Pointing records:
## start

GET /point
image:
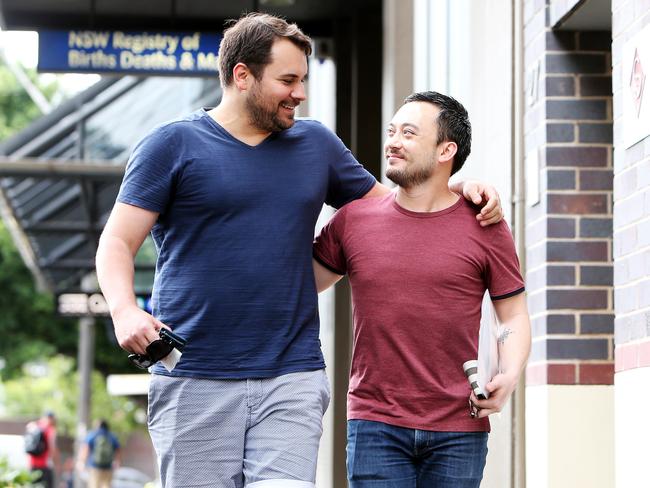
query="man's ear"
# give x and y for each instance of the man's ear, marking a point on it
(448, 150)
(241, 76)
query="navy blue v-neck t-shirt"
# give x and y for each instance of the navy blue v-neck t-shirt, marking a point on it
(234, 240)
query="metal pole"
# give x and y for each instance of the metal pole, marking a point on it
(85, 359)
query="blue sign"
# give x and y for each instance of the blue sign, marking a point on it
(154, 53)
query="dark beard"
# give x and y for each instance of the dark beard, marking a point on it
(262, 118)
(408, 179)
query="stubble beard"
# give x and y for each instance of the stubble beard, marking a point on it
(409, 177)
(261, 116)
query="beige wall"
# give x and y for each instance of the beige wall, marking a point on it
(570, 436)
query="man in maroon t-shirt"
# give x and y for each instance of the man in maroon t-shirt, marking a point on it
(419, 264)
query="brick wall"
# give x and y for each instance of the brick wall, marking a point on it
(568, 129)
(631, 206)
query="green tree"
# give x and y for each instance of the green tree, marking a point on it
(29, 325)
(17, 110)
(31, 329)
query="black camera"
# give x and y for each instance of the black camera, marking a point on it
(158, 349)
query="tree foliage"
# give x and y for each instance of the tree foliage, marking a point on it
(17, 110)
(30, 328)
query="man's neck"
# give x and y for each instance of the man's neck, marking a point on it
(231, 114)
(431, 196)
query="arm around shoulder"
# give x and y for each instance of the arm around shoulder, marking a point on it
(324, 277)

## end

WHAT THE TASK REQUIRES:
All of the records above must be copied exactly, except for the pictures.

FINISHED EXERCISE:
GET /point
image:
query="man's ear"
# give x and y for each instance of the man's ear, marking a point on it
(448, 150)
(241, 76)
query="navy blue v-neck t-shirt"
# give x and y for each instance of the navy blue v-neck t-shirt, marking a point on it
(234, 240)
query="metal pole"
# give x and y for each instance of the metal pole, marking a point on it
(85, 359)
query="blue sign"
# give x and y for each instance of the blue sign, marking a point on it
(154, 53)
query="dark beard"
# give x and y for each instance of the dark beard, marking a point on it
(262, 118)
(408, 179)
query="stubble beard"
# give x and y for each instance of the stubble beard, marking a point on it
(409, 177)
(261, 116)
query="beige wall"
# give x and y for each instance of the beige wall, marking a point on it
(570, 436)
query="man in maroon t-shirt"
# give x and y for each instance of the man in maroon t-shirt, marking a point on it
(419, 264)
query="brick wall"
# give x and y for each instance of the brick wall, marking a point on it
(568, 129)
(631, 206)
query="green tree"
# give x and y for each instance of the green tree, marking a point on it
(29, 325)
(17, 110)
(31, 329)
query="black camera"
# give x and y for each instance of the black camera, marking a point on it
(158, 349)
query="tree foliage"
# give x and y for each instance of the tree foliage, marking a point on it
(17, 110)
(30, 328)
query="man's neck"
# give x and y for each instance of the man's neck, marking a point on it
(231, 114)
(431, 196)
query="arm around shoulder"
# give x and y for each instance of the arm around shoulder, marking a point on it
(324, 277)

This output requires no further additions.